┌─ VORLIEGENDER TEXT
Lahr - Was läuft gut bei der Flüchtlingsunterbringung in Lahr? Wo gibt es Raum für Verbesserungen? Diese Fragen haben am Donnerstag beim Besuch des Justizministers des Landes, Rainer Stickelberger, im Mittelpunkt gestanden.

Zu der Veranstaltung im gut gefüllten Treffpunkt für Behinderte und Nichtbehinderte eingeladen hatte SPD-Landtagskandidat Karl-Rainer Kopf. Ein Ziel der Diskussionsrunde sei es, bestehende Ängste abzubauen, sagte Kopf. Neben dem Justizminister waren auch Oberbürgermeister Wolfgang G. Müller, Vertreter des Freundeskreises Flüchtlinge, die Ärztin Barbara Wiedemer und einige Flüchtlinge gekommen, um von ihren Erfahrungen zu berichten.

Rund 840 Flüchtlinge gebe es momentan in der Stadt, sagte OB Müller. Rund 540 seien in der Stadt selbst, also in den Hallen und in der Geroldsecker Vorstadt, untergebracht. 300 bewohnen die Container auf dem Flugplatzareal. Müller sagte, dass erfolgreiche Integration vor allem von zwei Faktoren abhänge: zum einen von der politischen Bereitschaft, die in den Lahrer Gemeinderatsfraktionen vorhanden sei. Zum anderen seien hohe  finanziellen Mittel notwendig. Die Stadt investiere pro Jahr eine Million Euro.
└─
┌─ VORLIEGENDE INFORMATIONEN
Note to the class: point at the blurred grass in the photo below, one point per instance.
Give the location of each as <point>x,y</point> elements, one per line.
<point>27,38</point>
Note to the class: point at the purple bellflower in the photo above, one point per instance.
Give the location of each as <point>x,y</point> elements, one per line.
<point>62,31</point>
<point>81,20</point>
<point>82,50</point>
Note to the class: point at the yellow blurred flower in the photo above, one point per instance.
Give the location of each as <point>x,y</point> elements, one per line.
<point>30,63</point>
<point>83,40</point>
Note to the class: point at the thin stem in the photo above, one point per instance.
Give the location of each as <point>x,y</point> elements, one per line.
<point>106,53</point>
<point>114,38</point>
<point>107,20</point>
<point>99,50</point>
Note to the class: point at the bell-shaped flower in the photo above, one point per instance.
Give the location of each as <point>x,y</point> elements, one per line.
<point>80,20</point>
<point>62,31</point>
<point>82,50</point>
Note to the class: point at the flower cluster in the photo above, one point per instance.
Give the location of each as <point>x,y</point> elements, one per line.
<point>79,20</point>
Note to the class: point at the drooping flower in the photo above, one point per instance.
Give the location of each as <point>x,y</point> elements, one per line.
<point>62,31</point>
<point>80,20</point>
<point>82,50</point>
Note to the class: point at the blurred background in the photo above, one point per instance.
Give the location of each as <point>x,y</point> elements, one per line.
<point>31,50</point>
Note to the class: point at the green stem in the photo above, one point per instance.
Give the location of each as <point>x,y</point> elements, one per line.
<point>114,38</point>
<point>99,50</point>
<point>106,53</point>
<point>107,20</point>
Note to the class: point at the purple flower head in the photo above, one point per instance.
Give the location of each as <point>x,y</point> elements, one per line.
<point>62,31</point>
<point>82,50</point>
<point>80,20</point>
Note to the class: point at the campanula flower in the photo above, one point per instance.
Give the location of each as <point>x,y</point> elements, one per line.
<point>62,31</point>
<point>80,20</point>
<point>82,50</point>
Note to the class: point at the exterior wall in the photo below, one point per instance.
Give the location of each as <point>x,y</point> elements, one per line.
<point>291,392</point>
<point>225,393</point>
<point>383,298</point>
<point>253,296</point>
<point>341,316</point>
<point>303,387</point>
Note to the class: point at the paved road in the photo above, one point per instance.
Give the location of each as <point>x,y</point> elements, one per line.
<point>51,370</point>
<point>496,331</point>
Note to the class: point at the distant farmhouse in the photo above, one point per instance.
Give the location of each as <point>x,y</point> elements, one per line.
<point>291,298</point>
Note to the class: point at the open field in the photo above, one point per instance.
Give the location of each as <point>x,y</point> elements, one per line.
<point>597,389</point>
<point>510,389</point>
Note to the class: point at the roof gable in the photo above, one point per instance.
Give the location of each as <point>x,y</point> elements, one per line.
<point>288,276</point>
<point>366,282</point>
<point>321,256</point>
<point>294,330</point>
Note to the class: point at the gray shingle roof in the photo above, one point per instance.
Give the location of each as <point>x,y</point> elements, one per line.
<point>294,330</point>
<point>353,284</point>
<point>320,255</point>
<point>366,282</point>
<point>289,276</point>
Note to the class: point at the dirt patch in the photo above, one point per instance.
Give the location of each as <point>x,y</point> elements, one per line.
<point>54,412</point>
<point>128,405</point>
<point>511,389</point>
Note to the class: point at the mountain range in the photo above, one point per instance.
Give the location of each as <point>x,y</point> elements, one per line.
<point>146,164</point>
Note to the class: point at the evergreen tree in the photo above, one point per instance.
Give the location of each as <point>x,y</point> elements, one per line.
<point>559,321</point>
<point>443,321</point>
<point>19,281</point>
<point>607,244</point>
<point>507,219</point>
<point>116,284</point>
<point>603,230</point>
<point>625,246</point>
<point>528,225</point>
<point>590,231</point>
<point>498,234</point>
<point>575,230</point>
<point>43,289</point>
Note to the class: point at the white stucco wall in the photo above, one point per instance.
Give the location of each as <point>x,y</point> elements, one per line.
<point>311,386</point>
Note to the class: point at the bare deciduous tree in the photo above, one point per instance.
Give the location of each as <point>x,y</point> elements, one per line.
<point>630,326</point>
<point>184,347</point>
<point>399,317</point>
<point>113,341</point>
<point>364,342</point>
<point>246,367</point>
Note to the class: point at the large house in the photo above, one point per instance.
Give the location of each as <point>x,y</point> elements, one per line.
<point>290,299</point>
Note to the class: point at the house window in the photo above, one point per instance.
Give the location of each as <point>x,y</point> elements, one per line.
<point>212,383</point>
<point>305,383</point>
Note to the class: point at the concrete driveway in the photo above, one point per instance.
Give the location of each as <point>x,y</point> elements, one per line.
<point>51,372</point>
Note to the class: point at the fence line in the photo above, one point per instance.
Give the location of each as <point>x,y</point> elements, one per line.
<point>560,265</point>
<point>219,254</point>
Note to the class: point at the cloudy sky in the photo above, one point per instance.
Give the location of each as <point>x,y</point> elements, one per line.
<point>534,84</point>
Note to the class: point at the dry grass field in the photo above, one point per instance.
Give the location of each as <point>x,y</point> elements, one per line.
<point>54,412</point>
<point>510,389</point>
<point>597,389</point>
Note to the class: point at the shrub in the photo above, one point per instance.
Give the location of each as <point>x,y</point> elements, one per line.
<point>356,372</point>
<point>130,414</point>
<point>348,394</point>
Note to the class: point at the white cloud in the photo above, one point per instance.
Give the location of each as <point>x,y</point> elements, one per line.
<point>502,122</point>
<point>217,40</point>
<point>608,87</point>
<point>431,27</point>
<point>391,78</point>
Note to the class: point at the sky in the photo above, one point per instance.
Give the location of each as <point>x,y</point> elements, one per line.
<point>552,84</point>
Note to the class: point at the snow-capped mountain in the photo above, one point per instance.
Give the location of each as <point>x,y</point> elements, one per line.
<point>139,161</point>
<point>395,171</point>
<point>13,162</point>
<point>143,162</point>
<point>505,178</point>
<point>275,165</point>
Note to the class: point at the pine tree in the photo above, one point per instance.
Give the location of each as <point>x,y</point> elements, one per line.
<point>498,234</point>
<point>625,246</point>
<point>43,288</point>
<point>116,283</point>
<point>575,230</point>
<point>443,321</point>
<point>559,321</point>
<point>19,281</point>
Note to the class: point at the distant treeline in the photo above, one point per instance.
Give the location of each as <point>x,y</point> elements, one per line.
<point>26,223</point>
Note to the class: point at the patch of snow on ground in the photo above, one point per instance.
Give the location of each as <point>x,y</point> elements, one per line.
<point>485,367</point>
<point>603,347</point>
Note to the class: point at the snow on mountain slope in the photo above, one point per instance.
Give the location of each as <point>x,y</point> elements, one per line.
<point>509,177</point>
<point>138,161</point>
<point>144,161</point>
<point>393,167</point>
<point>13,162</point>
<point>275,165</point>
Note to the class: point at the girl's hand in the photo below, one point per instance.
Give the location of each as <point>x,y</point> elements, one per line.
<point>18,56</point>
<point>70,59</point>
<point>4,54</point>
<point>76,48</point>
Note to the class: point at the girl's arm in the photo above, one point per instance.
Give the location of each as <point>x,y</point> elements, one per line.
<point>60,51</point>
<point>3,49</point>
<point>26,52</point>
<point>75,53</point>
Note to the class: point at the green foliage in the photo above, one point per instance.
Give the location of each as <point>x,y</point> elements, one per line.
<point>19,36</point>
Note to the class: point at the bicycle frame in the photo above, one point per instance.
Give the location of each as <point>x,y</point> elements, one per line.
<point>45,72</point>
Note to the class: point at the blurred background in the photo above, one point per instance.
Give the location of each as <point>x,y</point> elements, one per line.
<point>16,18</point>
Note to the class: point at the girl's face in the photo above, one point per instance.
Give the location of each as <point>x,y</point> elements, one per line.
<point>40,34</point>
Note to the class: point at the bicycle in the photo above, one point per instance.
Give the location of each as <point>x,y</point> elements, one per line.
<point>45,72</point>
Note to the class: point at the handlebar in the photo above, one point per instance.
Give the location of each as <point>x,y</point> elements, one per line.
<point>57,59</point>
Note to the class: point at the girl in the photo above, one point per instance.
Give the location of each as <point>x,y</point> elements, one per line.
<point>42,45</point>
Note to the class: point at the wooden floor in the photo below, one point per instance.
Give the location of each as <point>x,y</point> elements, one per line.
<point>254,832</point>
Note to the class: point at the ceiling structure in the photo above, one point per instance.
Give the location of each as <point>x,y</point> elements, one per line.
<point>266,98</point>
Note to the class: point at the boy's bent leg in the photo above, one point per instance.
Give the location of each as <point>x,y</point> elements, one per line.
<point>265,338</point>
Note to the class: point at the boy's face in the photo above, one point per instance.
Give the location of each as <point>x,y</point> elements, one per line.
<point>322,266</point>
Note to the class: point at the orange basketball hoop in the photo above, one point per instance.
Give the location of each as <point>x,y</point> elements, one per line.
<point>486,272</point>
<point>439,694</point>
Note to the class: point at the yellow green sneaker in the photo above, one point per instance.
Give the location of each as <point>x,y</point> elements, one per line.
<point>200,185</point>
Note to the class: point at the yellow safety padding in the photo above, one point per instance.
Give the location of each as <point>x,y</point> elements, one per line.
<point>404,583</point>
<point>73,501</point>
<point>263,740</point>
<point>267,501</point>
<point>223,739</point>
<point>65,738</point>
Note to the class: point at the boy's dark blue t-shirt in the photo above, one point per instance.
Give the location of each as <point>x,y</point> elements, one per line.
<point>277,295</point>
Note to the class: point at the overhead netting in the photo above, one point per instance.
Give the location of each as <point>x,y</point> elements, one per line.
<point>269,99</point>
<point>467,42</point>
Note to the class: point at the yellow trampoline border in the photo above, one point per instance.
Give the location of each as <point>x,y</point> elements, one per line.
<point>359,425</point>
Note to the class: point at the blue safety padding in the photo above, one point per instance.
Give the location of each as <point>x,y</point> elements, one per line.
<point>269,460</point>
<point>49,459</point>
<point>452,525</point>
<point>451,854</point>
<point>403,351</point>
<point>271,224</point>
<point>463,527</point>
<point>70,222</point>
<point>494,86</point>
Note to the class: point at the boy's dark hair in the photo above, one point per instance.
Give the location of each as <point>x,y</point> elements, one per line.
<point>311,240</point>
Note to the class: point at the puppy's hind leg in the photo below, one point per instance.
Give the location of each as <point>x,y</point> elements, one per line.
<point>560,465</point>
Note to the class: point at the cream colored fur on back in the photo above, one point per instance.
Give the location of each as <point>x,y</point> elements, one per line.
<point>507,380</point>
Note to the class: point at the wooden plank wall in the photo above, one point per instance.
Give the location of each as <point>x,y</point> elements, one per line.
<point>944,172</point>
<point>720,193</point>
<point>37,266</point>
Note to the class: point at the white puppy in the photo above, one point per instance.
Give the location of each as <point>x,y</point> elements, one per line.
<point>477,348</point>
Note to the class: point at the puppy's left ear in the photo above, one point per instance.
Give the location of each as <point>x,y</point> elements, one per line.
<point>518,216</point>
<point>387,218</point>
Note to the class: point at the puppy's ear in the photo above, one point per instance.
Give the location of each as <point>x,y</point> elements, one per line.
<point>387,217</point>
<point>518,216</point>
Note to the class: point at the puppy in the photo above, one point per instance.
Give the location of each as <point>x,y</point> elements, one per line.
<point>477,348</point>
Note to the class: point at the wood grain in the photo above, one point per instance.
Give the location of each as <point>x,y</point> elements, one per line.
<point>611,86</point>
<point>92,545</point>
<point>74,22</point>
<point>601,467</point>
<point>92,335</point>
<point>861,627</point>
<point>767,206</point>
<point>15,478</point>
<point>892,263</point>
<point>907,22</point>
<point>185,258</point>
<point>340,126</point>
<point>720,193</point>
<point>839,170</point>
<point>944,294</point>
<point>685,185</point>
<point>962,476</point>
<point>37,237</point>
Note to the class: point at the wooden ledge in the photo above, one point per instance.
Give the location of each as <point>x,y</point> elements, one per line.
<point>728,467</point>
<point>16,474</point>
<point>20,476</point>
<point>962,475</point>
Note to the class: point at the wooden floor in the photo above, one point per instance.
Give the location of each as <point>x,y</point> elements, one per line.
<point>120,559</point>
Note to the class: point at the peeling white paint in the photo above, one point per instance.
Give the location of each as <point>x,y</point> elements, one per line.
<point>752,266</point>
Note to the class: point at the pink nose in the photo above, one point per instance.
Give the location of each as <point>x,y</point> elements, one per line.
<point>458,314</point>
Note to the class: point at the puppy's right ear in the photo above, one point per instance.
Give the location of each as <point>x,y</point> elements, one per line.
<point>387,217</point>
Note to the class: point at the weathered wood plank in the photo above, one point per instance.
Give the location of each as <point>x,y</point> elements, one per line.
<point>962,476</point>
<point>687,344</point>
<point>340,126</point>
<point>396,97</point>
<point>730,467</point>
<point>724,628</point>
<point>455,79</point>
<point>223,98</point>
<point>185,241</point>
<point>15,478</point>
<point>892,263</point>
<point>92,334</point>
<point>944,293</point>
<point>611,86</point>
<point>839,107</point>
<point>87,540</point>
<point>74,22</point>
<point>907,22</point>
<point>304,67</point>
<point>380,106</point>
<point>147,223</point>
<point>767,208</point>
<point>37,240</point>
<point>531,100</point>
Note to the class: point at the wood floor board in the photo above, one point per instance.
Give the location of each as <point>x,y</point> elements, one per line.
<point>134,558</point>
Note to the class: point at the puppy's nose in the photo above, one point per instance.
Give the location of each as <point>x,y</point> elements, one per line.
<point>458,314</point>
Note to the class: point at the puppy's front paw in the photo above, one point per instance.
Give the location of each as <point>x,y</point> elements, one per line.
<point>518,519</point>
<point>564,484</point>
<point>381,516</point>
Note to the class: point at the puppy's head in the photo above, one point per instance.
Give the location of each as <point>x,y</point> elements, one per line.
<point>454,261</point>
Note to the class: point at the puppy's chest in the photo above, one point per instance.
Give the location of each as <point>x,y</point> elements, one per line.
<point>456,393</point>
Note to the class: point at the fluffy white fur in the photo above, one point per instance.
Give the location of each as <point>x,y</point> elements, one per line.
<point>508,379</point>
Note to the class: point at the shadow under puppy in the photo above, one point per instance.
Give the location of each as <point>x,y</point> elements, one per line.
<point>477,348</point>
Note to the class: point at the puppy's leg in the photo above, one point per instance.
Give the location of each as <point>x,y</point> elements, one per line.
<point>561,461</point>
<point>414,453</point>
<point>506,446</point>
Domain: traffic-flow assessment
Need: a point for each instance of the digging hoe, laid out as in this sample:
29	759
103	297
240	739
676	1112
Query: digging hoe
└─
#### ZU ERLEDIGEN
Gib aus dem Bericht über die Flüchtlingsunterbringung in Lahr wortgetreu den Abschnitt aus, der mit den Worten beginnt, die „Lahr - Was läuft“ enthalten, und mit „im Mittelpunkt gestanden.“ schließt.

#### LÖSUNG DER AUFGABE
Lahr - Was läuft gut bei der Flüchtlingsunterbringung in Lahr? Wo gibt es Raum für Verbesserungen? Diese Fragen haben am Donnerstag beim Besuch des Justizministers des Landes, Rainer Stickelberger, im Mittelpunkt gestanden.